** STATED EXERCISE 1 **
Answer these questions using the article about the Voting Rights Act ruling:
(a) Which federal appeals court issued the decision?
(b) What does Section 2 of the law prohibit?
(c) What kinds of private parties have brought Section 2 challenges for decades?
** STATED EXERCISE 2 **
Write out the passage of the Voting Rights Act article between "Federal court deals" and "civil rights law.", inclusive.
** STATED EXERCISE 3 **
Write the next part of the article about the Voting Rights Act ruling, picking up after its last sentence.

Federal court deals devastating blow to Voting Rights Act
A federal appeals court issued a ruling Monday that could gut the Voting Rights Act, saying only the federal government — not private citizens or civil rights groups — is allowed to sue under a key section of the landmark civil rights law.
The decision out of the 8th Circuit will almost certainly be appealed and is likely headed to the Supreme Court. Should it stand, it would mark a dramatic rollback of the enforcement of the law that led to increased minority power and representation in American politics.
The appellate court ruled that there is no “private right of action” for Section 2 of the law — which prohibits voting practices that discriminate on the basis of race.
That, in practice, would severely limit the scope of the protections of Section 2. On paper, those protections are themselves unchanged by the ruling. But for decades, private parties — including civil rights groups, individual voters and political parties — have brought Section 2 challenges on everything from redistricting to voter ID requirements.

** Labeled area outline items **
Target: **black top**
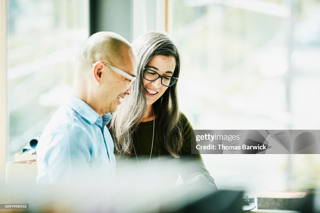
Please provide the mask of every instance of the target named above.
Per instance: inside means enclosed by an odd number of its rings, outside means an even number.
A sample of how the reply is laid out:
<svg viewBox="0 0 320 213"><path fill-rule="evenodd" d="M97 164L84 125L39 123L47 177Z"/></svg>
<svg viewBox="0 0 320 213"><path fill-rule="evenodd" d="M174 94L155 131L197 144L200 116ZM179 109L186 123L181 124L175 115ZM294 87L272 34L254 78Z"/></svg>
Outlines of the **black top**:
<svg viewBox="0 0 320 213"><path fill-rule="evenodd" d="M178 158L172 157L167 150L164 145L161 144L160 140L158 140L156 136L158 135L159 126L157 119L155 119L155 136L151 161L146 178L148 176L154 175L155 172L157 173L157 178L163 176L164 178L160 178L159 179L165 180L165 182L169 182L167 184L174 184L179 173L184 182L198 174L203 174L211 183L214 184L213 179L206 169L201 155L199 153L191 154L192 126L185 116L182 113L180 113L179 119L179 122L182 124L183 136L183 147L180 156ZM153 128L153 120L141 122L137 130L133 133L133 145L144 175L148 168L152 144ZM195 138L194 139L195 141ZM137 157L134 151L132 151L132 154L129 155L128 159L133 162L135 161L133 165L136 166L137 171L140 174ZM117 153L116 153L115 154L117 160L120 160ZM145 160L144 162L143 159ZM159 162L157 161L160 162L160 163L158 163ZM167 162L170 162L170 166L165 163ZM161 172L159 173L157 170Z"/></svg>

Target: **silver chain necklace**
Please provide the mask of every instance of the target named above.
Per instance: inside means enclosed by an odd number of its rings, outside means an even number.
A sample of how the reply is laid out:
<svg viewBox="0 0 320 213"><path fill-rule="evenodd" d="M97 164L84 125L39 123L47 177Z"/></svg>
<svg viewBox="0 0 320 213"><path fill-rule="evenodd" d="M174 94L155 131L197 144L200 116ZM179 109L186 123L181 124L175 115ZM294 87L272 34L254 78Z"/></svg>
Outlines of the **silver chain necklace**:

...

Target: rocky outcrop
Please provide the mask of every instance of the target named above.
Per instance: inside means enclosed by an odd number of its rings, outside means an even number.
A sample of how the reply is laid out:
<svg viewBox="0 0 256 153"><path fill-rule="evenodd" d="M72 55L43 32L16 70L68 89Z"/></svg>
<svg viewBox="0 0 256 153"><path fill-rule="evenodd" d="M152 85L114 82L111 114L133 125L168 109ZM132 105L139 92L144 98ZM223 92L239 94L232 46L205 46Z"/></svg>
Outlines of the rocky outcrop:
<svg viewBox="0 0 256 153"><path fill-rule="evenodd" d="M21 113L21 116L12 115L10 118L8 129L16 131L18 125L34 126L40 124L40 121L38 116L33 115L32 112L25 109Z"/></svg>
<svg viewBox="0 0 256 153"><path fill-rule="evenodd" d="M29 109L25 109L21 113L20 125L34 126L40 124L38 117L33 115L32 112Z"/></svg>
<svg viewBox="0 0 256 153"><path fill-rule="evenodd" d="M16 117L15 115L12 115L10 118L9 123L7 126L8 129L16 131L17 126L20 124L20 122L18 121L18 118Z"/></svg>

--

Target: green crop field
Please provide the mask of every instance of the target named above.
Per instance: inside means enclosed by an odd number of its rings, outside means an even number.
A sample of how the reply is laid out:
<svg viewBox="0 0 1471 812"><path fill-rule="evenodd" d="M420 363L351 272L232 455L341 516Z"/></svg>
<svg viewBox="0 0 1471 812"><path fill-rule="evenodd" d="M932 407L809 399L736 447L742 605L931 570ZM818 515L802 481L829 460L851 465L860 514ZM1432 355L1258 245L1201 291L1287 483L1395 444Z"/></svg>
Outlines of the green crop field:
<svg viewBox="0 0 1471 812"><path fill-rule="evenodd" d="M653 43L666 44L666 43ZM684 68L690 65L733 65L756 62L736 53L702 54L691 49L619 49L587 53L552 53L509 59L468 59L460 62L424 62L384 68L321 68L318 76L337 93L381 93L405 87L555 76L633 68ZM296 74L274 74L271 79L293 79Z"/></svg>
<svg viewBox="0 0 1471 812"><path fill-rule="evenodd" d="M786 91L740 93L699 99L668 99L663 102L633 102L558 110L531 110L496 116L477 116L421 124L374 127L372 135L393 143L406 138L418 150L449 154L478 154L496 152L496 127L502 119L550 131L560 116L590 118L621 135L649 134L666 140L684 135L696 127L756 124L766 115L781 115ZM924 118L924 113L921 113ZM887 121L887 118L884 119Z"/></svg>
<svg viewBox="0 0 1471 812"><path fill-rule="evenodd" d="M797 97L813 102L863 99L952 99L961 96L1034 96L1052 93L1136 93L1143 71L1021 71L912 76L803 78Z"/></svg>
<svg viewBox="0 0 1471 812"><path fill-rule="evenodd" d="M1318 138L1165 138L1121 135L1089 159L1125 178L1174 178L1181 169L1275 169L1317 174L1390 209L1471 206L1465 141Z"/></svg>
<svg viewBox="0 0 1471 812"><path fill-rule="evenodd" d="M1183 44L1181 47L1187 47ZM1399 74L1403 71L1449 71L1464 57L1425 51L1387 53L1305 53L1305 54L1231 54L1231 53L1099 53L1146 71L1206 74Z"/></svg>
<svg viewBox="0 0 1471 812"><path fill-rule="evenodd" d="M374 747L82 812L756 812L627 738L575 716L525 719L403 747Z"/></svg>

** FINAL ANSWER 1 **
(a) The 8th Circuit.
(b) Voting practices that discriminate on the basis of race.
(c) Civil rights groups, individual voters and political parties.

** FINAL ANSWER 2 **
Federal court deals devastating blow to Voting Rights Act
A federal appeals court issued a ruling Monday that could gut the Voting Rights Act, saying only the federal government — not private citizens or civil rights groups — is allowed to sue under a key section of the landmark civil rights law.

** FINAL ANSWER 3 **
“After reviewing the text, history, and structure of the Voting Rights Act, the district court concluded that private parties cannot enforce Section 2,” the judges wrote. “The enforcement power belonged solely to the Attorney General of the United States.”
The majority opinion from the three-judge panel of the St. Louis-based 8th Circuit was authored by Judge David Stras — an appointee of Donald Trump — and joined by Judge Raymond Gruender, a George W. Bush appointee. Chief Judge Lavenski Smith, another Bush appointee, dissented.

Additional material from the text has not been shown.